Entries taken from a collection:
◆ ◆ ◆ ◆ ◆
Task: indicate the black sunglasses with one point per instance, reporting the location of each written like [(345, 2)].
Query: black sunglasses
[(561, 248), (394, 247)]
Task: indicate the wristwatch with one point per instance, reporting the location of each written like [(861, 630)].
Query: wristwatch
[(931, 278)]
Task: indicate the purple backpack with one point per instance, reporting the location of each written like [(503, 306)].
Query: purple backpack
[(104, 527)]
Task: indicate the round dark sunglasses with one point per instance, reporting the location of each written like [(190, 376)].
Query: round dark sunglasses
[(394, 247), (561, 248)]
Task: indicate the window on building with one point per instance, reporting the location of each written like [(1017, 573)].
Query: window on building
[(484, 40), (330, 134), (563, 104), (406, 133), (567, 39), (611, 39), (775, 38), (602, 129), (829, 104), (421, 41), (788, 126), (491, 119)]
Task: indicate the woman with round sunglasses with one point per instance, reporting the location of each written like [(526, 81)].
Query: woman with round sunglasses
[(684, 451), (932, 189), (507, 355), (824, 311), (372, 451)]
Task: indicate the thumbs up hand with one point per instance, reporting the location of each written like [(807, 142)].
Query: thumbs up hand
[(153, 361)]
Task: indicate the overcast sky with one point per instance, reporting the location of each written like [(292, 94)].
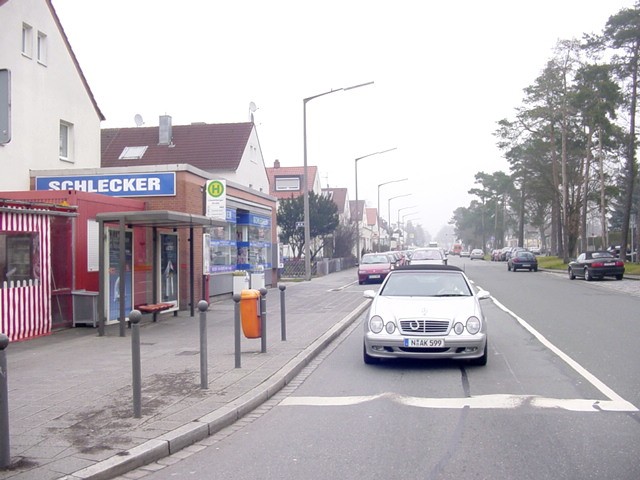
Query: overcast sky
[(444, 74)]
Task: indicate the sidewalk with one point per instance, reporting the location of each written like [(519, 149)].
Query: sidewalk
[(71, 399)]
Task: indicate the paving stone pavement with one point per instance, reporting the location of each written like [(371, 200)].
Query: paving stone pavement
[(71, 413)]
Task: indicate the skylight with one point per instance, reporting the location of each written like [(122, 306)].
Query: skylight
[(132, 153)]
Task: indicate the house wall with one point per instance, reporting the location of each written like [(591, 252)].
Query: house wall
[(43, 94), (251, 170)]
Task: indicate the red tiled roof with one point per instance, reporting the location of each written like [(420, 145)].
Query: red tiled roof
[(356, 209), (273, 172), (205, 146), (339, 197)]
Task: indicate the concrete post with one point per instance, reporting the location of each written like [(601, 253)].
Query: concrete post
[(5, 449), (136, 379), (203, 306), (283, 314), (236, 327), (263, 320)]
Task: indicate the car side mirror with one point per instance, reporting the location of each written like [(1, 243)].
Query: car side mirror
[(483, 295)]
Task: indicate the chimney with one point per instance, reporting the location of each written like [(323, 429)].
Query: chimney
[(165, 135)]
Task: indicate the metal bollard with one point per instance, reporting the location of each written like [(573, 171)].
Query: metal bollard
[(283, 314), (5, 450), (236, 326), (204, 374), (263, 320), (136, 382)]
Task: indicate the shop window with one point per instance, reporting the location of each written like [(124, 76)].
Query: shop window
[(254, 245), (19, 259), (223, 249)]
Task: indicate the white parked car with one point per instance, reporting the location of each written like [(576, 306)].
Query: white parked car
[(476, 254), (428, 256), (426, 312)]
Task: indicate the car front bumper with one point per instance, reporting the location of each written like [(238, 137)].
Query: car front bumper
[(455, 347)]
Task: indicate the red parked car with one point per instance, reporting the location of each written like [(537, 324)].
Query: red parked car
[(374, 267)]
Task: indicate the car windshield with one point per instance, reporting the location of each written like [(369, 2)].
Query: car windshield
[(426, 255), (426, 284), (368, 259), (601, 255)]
◆ ◆ ◆ ◆ ◆
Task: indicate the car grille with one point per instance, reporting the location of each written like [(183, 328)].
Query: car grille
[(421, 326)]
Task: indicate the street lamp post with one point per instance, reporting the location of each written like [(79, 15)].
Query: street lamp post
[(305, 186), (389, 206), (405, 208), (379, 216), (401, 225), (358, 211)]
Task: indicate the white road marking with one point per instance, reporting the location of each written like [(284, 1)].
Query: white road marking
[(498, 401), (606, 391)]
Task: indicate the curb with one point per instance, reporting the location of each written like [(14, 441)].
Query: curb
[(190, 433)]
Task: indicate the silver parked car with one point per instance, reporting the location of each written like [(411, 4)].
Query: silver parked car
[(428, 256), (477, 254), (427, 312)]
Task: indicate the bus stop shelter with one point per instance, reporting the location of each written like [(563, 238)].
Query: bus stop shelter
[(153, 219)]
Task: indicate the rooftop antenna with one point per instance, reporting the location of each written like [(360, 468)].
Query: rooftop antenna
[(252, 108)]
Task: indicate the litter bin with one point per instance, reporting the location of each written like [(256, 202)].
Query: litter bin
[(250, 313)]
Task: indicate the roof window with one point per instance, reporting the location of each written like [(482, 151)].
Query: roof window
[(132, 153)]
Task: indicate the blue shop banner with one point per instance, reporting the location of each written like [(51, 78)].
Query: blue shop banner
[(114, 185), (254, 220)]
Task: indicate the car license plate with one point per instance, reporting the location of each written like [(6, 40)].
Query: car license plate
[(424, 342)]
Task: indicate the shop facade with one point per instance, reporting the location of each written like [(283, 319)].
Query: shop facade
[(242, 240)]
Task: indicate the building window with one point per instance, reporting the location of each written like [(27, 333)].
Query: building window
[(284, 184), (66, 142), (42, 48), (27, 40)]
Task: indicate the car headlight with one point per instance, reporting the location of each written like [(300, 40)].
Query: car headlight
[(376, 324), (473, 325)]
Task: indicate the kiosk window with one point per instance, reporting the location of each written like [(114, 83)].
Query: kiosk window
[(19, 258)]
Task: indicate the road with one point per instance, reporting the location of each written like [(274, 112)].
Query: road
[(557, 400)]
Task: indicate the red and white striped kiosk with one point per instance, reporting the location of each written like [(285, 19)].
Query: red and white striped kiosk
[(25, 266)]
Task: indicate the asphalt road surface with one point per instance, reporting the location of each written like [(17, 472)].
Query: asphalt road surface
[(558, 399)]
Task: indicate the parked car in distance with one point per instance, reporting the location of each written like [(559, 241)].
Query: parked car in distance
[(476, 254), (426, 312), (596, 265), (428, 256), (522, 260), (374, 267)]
◆ ◆ ◆ ◆ ◆
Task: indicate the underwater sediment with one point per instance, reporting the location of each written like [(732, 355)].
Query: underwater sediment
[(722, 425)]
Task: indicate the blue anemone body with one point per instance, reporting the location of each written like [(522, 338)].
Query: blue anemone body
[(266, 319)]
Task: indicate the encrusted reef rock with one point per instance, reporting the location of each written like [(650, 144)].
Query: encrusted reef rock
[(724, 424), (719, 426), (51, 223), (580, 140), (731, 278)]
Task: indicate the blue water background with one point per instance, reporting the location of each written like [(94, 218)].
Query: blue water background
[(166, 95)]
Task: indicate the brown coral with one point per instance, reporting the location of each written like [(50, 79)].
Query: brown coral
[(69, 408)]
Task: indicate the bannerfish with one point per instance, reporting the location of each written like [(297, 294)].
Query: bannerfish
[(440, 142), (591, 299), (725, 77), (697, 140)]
◆ ◆ ◆ ◆ ◆
• Aim of the exercise: Of the entries above, repeat exactly the lines between the line with "Task: indicate the black" and the line with "Task: indicate the overcast", inclusive, and no others.

• Task result:
Task: indicate the black sunglasses with one point per instance, reporting the location of each written like [(345, 2)].
Query: black sunglasses
[(561, 248), (394, 247)]
Task: indicate the wristwatch with one point per instance, reporting the location of each written like [(861, 630)].
Query: wristwatch
[(931, 278)]
Task: indicate the purple backpack with one point per instance, reporting the location of each written like [(503, 306)].
Query: purple backpack
[(104, 527)]
Task: indicate the round dark sunglasses with one point per instance, reporting the location of each written like [(190, 376)].
Query: round dark sunglasses
[(394, 247), (561, 248)]
Task: indicate the window on building with one point per instance, reporting the location of each written like [(1017, 573)].
Query: window on building
[(484, 40), (330, 134), (563, 104), (406, 133), (567, 39), (611, 39), (775, 38), (602, 129), (829, 104), (421, 41), (788, 126), (491, 119)]
Task: indicate the woman with round sunglasses with one point per instance, reporting the location of each written like [(526, 81)].
Query: woman with round sunglasses
[(684, 451), (932, 189), (507, 355), (824, 311), (372, 451)]
Task: indicate the thumbs up hand with one point per instance, reporting the location of each written like [(807, 142)].
Query: thumbs up hand
[(153, 361)]
Task: indicate the overcast sky with one point per instance, reporting the location of each written like [(292, 94)].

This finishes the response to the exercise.